◆ **Exercise aim**: Please repeat each line of the data exactly, with nothing left out.

◆ **Supplied material**:
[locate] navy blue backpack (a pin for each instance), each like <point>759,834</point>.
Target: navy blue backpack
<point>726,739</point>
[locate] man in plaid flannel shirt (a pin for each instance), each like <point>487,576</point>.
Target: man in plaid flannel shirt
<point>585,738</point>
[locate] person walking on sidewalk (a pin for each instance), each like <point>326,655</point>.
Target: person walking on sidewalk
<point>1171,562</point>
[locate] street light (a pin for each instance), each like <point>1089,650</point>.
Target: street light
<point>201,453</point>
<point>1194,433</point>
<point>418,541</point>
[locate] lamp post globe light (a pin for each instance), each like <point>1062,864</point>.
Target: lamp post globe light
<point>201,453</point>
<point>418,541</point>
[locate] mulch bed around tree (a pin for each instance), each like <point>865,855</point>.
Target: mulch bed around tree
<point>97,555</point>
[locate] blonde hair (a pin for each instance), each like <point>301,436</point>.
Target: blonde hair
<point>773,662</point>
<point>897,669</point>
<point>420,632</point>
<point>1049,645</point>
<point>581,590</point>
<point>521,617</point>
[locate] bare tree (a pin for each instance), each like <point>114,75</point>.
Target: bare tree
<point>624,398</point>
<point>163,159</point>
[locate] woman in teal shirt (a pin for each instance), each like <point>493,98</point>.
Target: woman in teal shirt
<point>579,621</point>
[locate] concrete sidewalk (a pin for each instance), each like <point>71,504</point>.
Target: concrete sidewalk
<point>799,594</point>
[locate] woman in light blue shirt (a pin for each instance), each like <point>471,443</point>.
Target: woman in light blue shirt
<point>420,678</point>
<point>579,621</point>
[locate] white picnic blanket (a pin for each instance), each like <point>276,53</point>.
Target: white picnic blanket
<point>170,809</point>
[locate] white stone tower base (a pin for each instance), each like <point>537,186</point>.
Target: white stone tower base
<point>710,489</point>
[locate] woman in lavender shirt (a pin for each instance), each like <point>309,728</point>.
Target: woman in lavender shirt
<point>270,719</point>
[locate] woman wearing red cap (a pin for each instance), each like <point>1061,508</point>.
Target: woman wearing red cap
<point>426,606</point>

◆ **Response below**:
[locate] navy blue backpack (a pin for each instance), each like <point>759,834</point>.
Target: navy blue backpack
<point>726,739</point>
[locate] man in plaid flannel shirt (a pin for each instance), each like <point>487,576</point>.
Target: man in plaid flannel shirt
<point>585,738</point>
[locate] person walking on sidewalk (a pin for each instance), each like <point>326,655</point>.
Target: person walking on sidewalk
<point>1171,562</point>
[locate] street light (a pin for each instance), each like <point>1089,650</point>.
Target: street light
<point>201,453</point>
<point>1194,433</point>
<point>418,541</point>
[locate] lamp post globe light (a pin for each instance), each like <point>1062,864</point>.
Target: lamp post globe light
<point>201,453</point>
<point>418,541</point>
[locate] mulch bed around tree (a pin for each instance), each like <point>865,855</point>.
Target: mulch bed around tree
<point>97,555</point>
[locate] blonde hair (a pin for each instance), each like <point>301,436</point>.
Target: blonde hair
<point>773,662</point>
<point>897,669</point>
<point>420,632</point>
<point>1049,645</point>
<point>581,590</point>
<point>521,617</point>
[locate] bare tree (a pin for each instance), each like <point>114,75</point>.
Target: bare tree
<point>624,398</point>
<point>163,159</point>
[locate] woman in teal shirt (a pin for each instance), each like <point>493,98</point>.
Target: woman in teal shirt
<point>579,621</point>
[locate] concrete sidewalk (a pin for each instance), each like <point>71,504</point>.
Target: concrete sidewalk
<point>799,594</point>
[locate] woman in light blue shirt (a pin for each instance), each like <point>471,443</point>.
Target: woman in light blue shirt
<point>420,678</point>
<point>579,621</point>
[locate] white picnic blanket (a pin for each instance), each like <point>276,53</point>.
Target: white picnic blanket
<point>170,809</point>
[locate] white stone tower base (a pin for each instance), each like <point>537,186</point>.
Target: white stone tower base
<point>710,489</point>
[locate] woman in lavender shirt (a pin for each instance), each like <point>309,728</point>.
Target: woman in lavender shirt
<point>270,719</point>
[locate] woman wearing red cap (a pin for each instance), each like <point>1061,508</point>.
Target: woman wearing red cap
<point>426,606</point>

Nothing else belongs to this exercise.